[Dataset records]
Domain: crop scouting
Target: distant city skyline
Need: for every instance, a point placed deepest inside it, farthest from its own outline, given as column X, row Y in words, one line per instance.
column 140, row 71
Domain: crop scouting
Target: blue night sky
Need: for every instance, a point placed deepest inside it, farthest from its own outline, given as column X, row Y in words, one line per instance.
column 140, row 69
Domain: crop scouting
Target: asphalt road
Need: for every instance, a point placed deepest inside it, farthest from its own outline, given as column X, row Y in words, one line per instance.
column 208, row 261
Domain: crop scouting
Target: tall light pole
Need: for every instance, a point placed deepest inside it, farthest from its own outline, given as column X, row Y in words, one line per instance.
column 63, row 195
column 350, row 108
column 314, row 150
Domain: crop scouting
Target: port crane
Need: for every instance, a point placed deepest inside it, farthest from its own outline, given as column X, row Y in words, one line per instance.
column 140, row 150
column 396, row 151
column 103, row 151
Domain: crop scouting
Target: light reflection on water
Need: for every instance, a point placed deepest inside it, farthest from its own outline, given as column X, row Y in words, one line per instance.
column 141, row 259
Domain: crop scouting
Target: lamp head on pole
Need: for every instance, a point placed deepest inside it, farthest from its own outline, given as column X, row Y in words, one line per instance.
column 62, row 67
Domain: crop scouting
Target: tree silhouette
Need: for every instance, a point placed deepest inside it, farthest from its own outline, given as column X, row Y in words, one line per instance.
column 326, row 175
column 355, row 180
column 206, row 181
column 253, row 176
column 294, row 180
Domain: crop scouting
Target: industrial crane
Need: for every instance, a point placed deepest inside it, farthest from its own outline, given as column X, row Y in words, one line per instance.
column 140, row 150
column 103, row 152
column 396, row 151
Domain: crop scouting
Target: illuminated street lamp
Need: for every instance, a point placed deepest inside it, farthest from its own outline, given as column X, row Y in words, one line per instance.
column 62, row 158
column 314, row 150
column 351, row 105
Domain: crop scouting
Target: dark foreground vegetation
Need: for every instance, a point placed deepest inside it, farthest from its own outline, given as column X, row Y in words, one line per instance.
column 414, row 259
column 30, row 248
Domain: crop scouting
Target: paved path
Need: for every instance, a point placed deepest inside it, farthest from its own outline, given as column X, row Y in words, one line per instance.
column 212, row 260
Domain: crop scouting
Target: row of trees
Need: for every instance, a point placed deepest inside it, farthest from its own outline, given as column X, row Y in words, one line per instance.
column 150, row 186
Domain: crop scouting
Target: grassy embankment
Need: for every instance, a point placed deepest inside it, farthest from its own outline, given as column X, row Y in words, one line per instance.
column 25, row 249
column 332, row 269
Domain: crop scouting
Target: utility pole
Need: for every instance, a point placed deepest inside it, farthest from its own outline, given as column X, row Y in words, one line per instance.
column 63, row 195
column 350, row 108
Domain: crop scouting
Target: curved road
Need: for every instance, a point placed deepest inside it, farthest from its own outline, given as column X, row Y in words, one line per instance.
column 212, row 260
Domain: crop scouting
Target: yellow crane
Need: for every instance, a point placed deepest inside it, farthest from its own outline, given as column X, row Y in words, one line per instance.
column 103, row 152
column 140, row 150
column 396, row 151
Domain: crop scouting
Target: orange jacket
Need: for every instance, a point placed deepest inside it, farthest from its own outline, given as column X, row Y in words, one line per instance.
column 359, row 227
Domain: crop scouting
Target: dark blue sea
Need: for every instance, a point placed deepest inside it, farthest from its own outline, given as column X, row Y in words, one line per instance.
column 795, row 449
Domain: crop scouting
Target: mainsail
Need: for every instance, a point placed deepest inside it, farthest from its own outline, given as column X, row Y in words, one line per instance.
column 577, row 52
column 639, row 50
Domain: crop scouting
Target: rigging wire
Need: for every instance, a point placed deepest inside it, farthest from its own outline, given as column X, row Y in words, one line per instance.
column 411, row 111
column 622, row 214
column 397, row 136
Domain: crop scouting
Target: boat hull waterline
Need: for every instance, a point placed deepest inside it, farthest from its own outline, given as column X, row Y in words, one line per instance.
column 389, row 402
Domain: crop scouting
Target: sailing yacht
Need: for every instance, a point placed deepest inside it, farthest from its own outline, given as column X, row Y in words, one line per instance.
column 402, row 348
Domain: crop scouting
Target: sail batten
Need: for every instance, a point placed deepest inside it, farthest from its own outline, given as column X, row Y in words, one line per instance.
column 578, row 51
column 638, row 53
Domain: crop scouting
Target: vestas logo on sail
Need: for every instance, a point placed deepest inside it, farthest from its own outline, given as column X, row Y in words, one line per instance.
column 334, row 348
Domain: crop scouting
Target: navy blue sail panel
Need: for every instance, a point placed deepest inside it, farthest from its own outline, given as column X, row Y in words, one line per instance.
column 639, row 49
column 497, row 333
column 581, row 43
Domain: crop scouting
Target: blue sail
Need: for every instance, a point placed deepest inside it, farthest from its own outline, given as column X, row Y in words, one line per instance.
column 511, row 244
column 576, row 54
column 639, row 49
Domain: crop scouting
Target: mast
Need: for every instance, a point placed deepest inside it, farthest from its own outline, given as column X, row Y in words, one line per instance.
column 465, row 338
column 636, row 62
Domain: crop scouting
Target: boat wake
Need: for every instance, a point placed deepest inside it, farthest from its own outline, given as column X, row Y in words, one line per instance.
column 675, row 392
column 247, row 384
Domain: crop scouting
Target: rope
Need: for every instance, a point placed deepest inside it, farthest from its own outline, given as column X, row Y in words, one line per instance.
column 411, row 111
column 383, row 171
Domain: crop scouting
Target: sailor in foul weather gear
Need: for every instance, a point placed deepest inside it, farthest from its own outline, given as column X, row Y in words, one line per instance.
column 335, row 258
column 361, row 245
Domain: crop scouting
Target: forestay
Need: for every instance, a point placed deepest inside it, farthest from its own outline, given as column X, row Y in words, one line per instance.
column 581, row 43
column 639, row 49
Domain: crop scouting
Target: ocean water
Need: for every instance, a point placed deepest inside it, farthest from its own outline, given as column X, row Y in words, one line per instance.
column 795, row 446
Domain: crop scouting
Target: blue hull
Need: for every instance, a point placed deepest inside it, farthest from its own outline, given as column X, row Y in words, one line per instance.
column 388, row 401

* * *

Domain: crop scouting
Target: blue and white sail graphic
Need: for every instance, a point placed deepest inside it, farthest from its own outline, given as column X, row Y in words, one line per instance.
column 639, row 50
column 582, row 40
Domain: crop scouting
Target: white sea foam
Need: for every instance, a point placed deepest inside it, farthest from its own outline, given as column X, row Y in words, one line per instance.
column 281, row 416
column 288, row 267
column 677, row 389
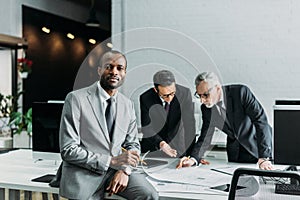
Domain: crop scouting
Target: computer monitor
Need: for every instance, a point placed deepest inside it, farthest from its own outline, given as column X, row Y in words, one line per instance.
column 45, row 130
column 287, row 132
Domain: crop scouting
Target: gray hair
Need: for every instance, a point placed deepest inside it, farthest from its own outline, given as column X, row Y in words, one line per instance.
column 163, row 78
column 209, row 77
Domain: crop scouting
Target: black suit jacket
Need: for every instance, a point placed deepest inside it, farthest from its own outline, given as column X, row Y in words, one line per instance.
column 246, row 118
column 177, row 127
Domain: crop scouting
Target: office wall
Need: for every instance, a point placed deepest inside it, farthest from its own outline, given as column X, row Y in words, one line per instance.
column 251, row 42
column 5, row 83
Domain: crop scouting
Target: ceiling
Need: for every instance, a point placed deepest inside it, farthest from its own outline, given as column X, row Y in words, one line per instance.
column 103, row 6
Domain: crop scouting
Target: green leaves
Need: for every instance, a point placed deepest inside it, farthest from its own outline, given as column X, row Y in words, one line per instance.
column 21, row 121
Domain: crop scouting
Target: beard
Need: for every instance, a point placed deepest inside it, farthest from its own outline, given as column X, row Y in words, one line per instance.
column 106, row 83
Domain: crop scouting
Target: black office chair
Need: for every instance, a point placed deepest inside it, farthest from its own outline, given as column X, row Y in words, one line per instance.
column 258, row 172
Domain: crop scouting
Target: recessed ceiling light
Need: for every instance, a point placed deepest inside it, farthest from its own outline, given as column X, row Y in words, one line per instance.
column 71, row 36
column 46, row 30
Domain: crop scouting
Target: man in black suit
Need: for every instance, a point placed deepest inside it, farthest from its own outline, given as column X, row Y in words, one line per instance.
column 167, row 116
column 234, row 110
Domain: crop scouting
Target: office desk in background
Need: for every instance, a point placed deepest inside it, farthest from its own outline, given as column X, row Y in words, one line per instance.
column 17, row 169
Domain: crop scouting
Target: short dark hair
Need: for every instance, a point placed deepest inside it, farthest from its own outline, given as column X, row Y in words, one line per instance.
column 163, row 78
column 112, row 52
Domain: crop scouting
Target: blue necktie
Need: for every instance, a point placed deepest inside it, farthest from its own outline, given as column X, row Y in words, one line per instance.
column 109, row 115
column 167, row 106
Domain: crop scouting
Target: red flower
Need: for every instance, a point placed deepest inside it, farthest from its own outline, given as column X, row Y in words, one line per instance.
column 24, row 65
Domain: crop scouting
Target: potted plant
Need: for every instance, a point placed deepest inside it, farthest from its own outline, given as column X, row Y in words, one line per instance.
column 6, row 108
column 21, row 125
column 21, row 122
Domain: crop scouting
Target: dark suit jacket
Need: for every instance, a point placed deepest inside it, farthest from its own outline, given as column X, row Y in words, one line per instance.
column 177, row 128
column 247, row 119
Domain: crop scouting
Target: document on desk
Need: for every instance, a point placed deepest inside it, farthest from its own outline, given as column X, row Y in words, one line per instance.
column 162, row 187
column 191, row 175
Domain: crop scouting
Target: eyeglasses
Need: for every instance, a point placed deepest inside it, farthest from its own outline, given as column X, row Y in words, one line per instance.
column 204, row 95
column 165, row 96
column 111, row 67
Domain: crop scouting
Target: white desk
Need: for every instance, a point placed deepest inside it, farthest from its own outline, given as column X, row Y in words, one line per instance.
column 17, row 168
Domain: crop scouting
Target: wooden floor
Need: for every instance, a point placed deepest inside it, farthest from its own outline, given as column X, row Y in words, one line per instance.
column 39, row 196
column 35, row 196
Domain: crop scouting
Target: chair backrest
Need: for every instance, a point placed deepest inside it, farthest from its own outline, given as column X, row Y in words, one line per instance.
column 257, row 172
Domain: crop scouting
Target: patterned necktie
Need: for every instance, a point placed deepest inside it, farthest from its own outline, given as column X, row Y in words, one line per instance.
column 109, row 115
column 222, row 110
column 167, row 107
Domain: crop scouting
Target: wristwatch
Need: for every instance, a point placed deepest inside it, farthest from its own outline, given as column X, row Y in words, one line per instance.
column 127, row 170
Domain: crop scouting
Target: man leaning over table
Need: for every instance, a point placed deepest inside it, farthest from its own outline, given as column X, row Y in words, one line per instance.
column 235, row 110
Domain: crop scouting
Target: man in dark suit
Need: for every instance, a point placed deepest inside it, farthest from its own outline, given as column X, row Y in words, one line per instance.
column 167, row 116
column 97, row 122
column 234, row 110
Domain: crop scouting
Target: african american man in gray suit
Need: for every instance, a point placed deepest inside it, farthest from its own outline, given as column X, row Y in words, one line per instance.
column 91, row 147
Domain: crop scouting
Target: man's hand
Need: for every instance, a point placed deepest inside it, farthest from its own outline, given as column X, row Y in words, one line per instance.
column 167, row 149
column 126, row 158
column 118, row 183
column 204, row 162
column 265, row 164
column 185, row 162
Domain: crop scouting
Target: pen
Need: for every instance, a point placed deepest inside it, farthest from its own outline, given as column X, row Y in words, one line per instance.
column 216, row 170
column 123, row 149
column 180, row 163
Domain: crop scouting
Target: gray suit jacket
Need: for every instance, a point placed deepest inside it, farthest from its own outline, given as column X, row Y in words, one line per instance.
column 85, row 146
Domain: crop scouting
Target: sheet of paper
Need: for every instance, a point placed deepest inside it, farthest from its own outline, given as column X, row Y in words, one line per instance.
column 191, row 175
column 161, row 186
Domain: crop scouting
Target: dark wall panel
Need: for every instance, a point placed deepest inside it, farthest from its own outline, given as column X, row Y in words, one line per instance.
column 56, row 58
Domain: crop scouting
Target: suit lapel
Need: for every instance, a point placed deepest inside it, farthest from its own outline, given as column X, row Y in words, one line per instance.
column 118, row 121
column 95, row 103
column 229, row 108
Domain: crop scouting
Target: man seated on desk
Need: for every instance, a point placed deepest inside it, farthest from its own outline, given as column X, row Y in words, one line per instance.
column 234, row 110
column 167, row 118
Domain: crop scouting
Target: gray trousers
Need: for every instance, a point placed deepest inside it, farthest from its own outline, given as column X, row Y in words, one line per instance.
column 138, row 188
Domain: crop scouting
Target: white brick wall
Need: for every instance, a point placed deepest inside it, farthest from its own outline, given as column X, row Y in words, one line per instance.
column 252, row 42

...

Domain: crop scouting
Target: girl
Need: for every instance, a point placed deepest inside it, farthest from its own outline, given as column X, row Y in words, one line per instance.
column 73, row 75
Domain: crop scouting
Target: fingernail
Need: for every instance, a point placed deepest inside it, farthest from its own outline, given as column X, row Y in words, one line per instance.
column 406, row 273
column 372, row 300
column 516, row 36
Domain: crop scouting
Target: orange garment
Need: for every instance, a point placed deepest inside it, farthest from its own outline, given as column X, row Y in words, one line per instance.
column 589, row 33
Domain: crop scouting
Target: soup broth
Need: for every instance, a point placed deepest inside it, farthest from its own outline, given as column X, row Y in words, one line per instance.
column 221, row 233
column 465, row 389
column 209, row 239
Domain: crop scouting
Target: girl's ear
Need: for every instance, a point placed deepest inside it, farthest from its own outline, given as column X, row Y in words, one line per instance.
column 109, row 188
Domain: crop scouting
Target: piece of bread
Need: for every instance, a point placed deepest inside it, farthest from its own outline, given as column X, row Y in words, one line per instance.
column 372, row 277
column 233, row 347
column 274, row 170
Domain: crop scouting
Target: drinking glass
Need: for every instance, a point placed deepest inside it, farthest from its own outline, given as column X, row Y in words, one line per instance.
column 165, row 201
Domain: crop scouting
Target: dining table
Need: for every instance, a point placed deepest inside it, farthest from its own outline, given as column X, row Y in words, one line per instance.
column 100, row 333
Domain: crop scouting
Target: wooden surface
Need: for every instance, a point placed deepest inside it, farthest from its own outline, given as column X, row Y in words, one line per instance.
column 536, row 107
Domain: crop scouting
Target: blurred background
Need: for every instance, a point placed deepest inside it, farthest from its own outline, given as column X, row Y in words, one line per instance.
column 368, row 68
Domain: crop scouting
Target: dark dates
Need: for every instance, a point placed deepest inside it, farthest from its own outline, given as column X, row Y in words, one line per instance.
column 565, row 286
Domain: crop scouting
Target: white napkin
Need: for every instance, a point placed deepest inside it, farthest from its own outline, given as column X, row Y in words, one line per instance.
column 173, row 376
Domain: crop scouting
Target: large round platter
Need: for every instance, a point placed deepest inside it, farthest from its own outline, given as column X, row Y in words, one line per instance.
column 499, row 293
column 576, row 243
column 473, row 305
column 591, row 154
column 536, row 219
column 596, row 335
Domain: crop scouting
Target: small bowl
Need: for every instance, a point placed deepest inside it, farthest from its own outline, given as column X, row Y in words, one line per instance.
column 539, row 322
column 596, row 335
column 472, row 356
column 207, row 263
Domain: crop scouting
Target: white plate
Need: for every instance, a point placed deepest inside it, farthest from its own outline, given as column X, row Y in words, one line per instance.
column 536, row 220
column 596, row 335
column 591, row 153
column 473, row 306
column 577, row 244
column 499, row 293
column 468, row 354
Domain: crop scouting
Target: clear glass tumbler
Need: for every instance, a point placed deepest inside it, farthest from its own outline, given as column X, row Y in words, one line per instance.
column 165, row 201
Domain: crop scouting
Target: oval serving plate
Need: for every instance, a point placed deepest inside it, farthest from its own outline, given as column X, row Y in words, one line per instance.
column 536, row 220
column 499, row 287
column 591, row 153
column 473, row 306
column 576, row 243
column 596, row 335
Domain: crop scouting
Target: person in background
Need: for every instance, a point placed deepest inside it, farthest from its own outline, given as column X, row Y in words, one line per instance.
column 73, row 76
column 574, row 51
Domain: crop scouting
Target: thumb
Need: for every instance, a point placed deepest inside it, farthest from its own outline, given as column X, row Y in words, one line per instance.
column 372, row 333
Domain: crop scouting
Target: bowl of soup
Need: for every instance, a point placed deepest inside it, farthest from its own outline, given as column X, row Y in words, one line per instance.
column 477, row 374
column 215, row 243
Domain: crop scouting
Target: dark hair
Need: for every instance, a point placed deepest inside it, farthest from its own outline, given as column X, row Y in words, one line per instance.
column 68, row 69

Aim of the task: Once a line of the records is found to contain "chair", copy it out.

Task result:
Target: black office chair
Target: chair backrest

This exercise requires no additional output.